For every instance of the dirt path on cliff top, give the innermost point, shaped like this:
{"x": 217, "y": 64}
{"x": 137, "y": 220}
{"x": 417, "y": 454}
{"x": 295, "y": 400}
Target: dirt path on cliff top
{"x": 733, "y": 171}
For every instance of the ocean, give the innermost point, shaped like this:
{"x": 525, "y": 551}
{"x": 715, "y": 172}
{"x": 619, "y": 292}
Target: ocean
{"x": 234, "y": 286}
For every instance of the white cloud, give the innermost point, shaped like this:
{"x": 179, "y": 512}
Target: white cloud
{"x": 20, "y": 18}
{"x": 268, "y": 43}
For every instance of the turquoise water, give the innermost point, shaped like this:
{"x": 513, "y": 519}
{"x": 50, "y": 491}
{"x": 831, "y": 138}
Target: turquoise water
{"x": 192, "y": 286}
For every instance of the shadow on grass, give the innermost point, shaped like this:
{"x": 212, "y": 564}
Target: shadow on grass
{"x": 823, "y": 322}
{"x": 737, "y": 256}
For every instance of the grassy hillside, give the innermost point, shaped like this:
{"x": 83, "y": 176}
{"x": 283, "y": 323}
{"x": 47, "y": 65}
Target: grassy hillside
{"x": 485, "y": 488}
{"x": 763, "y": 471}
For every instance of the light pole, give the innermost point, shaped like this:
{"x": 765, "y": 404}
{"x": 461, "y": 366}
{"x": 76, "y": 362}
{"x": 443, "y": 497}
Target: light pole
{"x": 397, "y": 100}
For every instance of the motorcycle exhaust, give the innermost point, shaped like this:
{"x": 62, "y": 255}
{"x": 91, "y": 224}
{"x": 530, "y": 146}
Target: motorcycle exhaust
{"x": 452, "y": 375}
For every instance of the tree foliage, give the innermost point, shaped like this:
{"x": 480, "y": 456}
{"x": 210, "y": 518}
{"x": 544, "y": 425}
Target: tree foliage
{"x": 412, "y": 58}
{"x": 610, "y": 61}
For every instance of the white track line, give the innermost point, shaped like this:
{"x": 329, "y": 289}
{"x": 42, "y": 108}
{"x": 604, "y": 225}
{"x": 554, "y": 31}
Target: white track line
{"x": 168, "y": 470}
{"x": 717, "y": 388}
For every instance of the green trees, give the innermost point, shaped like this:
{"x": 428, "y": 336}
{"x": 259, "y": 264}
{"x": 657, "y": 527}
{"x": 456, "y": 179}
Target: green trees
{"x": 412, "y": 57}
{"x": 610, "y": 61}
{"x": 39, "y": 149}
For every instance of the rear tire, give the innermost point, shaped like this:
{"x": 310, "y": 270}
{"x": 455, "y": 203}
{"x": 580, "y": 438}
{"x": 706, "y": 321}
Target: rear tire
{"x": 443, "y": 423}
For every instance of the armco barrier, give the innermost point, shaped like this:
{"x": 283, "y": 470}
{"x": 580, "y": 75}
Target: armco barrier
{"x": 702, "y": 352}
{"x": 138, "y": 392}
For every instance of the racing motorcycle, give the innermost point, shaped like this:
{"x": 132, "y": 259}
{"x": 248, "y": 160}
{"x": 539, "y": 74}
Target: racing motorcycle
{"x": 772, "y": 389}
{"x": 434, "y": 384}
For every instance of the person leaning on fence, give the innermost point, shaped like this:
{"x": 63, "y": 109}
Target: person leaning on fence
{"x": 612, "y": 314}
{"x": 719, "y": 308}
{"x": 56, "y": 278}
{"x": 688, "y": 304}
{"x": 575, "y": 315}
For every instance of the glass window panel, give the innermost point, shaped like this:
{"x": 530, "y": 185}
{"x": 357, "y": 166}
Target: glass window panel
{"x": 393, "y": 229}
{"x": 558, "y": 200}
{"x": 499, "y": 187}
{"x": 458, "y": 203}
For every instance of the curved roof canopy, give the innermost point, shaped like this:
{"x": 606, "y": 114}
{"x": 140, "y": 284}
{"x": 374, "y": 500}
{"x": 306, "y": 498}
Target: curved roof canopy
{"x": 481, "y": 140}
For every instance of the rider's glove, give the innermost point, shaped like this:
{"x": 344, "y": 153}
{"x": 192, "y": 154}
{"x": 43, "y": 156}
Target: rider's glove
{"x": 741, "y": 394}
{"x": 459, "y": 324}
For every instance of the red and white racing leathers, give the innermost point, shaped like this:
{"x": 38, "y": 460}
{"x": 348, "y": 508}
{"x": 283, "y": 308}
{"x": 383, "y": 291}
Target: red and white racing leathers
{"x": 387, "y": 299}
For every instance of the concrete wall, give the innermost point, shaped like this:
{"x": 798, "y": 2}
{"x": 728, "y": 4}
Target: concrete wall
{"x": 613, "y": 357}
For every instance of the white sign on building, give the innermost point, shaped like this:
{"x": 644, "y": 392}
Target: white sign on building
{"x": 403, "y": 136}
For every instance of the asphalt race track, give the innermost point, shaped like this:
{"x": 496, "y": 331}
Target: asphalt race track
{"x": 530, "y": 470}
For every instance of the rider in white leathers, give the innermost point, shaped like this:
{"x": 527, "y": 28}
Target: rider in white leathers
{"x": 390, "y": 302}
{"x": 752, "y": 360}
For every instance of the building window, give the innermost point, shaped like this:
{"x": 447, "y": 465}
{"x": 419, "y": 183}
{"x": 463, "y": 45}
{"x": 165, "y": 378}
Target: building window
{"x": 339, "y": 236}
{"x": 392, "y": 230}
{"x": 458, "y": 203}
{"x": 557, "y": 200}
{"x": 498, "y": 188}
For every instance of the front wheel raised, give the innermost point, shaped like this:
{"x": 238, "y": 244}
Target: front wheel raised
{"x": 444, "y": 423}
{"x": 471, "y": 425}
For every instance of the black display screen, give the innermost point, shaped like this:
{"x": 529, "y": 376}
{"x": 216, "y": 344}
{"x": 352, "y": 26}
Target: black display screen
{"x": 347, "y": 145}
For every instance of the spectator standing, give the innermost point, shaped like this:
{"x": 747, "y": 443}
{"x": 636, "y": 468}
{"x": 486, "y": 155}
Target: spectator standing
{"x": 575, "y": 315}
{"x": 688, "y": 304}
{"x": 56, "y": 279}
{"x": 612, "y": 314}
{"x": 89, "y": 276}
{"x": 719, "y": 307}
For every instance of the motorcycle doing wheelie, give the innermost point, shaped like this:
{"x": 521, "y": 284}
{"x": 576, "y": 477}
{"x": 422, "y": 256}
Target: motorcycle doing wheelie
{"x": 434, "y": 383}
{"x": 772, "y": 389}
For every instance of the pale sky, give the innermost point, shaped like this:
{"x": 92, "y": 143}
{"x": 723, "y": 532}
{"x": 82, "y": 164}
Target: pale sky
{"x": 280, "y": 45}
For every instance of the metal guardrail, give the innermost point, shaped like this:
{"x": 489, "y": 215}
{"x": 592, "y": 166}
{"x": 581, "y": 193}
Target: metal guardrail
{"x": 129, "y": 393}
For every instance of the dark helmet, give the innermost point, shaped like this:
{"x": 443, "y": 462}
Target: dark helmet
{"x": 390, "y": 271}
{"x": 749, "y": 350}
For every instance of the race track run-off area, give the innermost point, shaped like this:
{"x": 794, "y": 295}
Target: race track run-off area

++++++

The records above must be restated. Preserve every word.

For every instance of the dirt path on cliff top, give the innermost point, shaped like this:
{"x": 217, "y": 64}
{"x": 137, "y": 220}
{"x": 417, "y": 454}
{"x": 295, "y": 400}
Target: dirt path on cliff top
{"x": 733, "y": 171}
For every instance of the ocean, give the innermost point, shaped like this:
{"x": 525, "y": 551}
{"x": 715, "y": 172}
{"x": 619, "y": 292}
Target: ocean
{"x": 234, "y": 286}
For every instance of the white cloud, give the innermost point, shaped like this:
{"x": 179, "y": 512}
Target: white cloud
{"x": 20, "y": 18}
{"x": 268, "y": 43}
For every instance of the turquoise water, give the innermost point, shaped like this:
{"x": 513, "y": 519}
{"x": 50, "y": 491}
{"x": 831, "y": 138}
Target: turquoise water
{"x": 192, "y": 286}
For every instance of the shadow on grass, give the innermost point, shaped like this:
{"x": 212, "y": 564}
Target: shadow on grass
{"x": 823, "y": 322}
{"x": 737, "y": 256}
For every instance of the grassy hillside, give the innermost point, shaped like this:
{"x": 83, "y": 176}
{"x": 283, "y": 323}
{"x": 47, "y": 65}
Target: grassy hillside
{"x": 485, "y": 488}
{"x": 763, "y": 471}
For every instance of the light pole, give the innermost point, shaped like this:
{"x": 765, "y": 404}
{"x": 461, "y": 366}
{"x": 76, "y": 362}
{"x": 443, "y": 497}
Target: light pole
{"x": 397, "y": 100}
For every instance of the motorcycle exhaust, give the innermost point, shaped like this:
{"x": 62, "y": 255}
{"x": 91, "y": 224}
{"x": 530, "y": 146}
Target: motorcycle exhaust
{"x": 452, "y": 375}
For every instance of the tree foliage, give the innermost point, shaped like this:
{"x": 480, "y": 456}
{"x": 210, "y": 518}
{"x": 544, "y": 425}
Target: tree foliage
{"x": 412, "y": 58}
{"x": 610, "y": 61}
For every instance of the white track line, give the innermost point, shaped like this:
{"x": 329, "y": 289}
{"x": 42, "y": 108}
{"x": 604, "y": 225}
{"x": 554, "y": 31}
Target: white track line
{"x": 168, "y": 470}
{"x": 717, "y": 388}
For every instance of the green trees, give the innermost point, shaped like this:
{"x": 428, "y": 336}
{"x": 259, "y": 264}
{"x": 657, "y": 527}
{"x": 456, "y": 179}
Target: green trees
{"x": 412, "y": 57}
{"x": 610, "y": 61}
{"x": 39, "y": 149}
For every instance of the rear tire, give the innermost point, shaped like this:
{"x": 310, "y": 270}
{"x": 455, "y": 203}
{"x": 580, "y": 438}
{"x": 706, "y": 321}
Target: rear tire
{"x": 443, "y": 423}
For every instance of the armco barrier, give the innermost point, shaped like this:
{"x": 283, "y": 470}
{"x": 580, "y": 75}
Target: armco barrier
{"x": 702, "y": 352}
{"x": 138, "y": 392}
For every instance of the racing motorcycle, give the innermost point, shaped like this:
{"x": 132, "y": 259}
{"x": 248, "y": 160}
{"x": 539, "y": 74}
Target: racing motorcycle
{"x": 772, "y": 389}
{"x": 434, "y": 384}
For every instance of the person leaning on fence, give the innermost point, shaped like this:
{"x": 63, "y": 109}
Target: person leaning on fence
{"x": 612, "y": 314}
{"x": 719, "y": 308}
{"x": 56, "y": 278}
{"x": 688, "y": 304}
{"x": 575, "y": 315}
For every instance of the glass window panel, give the innermost point, shaped like this:
{"x": 530, "y": 185}
{"x": 357, "y": 166}
Target: glass window panel
{"x": 393, "y": 229}
{"x": 558, "y": 200}
{"x": 499, "y": 187}
{"x": 458, "y": 203}
For every instance of the curved roof canopy, give the innermost point, shaped like this:
{"x": 606, "y": 114}
{"x": 140, "y": 284}
{"x": 374, "y": 500}
{"x": 306, "y": 498}
Target: curved roof canopy
{"x": 481, "y": 140}
For every instance of the rider's glove, give the innermost point, shaped like this:
{"x": 344, "y": 153}
{"x": 192, "y": 154}
{"x": 43, "y": 156}
Target: rider's glove
{"x": 741, "y": 394}
{"x": 459, "y": 324}
For every instance of the red and white racing leathers, give the innermost point, shaped like this:
{"x": 38, "y": 460}
{"x": 348, "y": 508}
{"x": 283, "y": 308}
{"x": 383, "y": 291}
Target: red and white racing leathers
{"x": 387, "y": 299}
For every instance of the concrete wall, give the innermost point, shaped like this:
{"x": 798, "y": 2}
{"x": 728, "y": 4}
Target: concrete wall
{"x": 613, "y": 357}
For every instance of the white sign on building, give the innermost point, shaped like this:
{"x": 644, "y": 392}
Target: white sign on building
{"x": 403, "y": 136}
For every instance of the asphalt race track, give the innermost point, shaped like this:
{"x": 496, "y": 331}
Target: asphalt race track
{"x": 530, "y": 470}
For every instance of the rider in white leathers, give the innermost point, shaped like this:
{"x": 527, "y": 28}
Target: rider in white leathers
{"x": 390, "y": 302}
{"x": 752, "y": 360}
For every instance of the building window, give the innermost point, shaped like this:
{"x": 447, "y": 465}
{"x": 419, "y": 183}
{"x": 463, "y": 45}
{"x": 165, "y": 378}
Target: building window
{"x": 339, "y": 236}
{"x": 392, "y": 230}
{"x": 458, "y": 203}
{"x": 557, "y": 200}
{"x": 498, "y": 188}
For every instance of the front wheel raised, give the innermost point, shaped like this:
{"x": 238, "y": 244}
Target: front wheel raised
{"x": 444, "y": 423}
{"x": 471, "y": 425}
For every instance of the black display screen, give the innermost point, shaped like this:
{"x": 529, "y": 376}
{"x": 216, "y": 344}
{"x": 352, "y": 26}
Target: black display screen
{"x": 347, "y": 145}
For every instance of the spectator standing, give the innermost point, shaped like this:
{"x": 747, "y": 443}
{"x": 636, "y": 468}
{"x": 486, "y": 155}
Target: spectator standing
{"x": 575, "y": 315}
{"x": 688, "y": 304}
{"x": 56, "y": 279}
{"x": 612, "y": 314}
{"x": 89, "y": 276}
{"x": 719, "y": 307}
For every instance of the motorcycle doing wheelie, give the innermost point, shaped like this:
{"x": 521, "y": 284}
{"x": 576, "y": 477}
{"x": 422, "y": 256}
Target: motorcycle doing wheelie
{"x": 434, "y": 383}
{"x": 772, "y": 389}
For every instance of the pale sky, give the innermost point, shaped like this:
{"x": 92, "y": 143}
{"x": 723, "y": 532}
{"x": 82, "y": 164}
Target: pale sky
{"x": 280, "y": 45}
For every instance of the metal guardrail, give the innermost point, shaped like this:
{"x": 489, "y": 215}
{"x": 592, "y": 166}
{"x": 581, "y": 193}
Target: metal guardrail
{"x": 129, "y": 393}
For every instance of the dark helmet, give the innermost point, shaped like this:
{"x": 443, "y": 462}
Target: dark helmet
{"x": 390, "y": 271}
{"x": 749, "y": 350}
For every instance of the race track run-off area, give the innermost point, shaped like this:
{"x": 794, "y": 295}
Target: race track run-off area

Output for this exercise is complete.